[START OF Material for the task]
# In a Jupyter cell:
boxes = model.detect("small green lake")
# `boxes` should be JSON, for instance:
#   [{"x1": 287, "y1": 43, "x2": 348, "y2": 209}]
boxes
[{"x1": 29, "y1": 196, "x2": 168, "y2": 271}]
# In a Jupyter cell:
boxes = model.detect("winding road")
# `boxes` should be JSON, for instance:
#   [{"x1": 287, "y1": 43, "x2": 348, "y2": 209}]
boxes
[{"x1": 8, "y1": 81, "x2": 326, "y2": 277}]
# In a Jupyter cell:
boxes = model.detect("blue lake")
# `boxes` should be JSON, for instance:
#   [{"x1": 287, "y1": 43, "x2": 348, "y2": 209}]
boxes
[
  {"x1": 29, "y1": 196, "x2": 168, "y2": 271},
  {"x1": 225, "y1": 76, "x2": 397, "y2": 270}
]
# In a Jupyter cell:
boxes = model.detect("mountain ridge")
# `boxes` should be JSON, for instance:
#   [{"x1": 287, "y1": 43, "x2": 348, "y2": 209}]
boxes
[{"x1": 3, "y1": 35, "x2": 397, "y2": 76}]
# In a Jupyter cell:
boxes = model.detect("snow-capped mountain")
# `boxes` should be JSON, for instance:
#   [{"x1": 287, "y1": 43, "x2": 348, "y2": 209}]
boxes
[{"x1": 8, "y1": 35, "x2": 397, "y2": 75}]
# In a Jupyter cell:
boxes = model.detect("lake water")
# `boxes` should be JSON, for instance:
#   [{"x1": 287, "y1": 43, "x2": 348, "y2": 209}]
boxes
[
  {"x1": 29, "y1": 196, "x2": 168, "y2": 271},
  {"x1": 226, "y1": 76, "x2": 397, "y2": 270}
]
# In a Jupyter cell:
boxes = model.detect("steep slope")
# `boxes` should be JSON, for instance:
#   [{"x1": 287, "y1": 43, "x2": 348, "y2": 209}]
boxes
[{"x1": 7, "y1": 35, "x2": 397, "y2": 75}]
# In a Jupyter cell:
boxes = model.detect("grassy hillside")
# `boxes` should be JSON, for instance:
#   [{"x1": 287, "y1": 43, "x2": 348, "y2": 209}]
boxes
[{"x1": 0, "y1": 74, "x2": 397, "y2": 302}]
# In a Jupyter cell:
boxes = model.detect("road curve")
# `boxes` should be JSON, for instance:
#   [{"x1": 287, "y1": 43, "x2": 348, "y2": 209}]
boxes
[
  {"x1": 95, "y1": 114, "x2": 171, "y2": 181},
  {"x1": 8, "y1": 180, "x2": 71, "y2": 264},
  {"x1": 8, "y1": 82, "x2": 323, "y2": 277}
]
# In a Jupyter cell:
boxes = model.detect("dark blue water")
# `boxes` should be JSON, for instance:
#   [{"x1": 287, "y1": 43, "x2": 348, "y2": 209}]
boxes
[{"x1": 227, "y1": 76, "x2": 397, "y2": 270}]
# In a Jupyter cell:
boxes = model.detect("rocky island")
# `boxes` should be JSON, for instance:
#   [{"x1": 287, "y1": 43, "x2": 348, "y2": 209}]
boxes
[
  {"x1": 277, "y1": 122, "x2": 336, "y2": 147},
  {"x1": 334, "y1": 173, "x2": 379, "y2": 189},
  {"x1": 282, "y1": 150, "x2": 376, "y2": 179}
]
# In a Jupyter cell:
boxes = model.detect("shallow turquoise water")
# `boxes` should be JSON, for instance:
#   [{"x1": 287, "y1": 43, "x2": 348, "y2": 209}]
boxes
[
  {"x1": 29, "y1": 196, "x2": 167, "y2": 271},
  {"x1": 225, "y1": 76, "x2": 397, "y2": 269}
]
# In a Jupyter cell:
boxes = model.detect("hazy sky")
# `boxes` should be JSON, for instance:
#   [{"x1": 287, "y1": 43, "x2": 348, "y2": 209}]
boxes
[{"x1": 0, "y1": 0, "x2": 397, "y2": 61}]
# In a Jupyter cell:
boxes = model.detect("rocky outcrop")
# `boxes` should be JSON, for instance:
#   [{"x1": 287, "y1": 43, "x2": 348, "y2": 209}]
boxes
[END OF Material for the task]
How many lines in the data above contain the string "rocky" with matching case? Reply with the number alone.

**Solution for this problem:**
2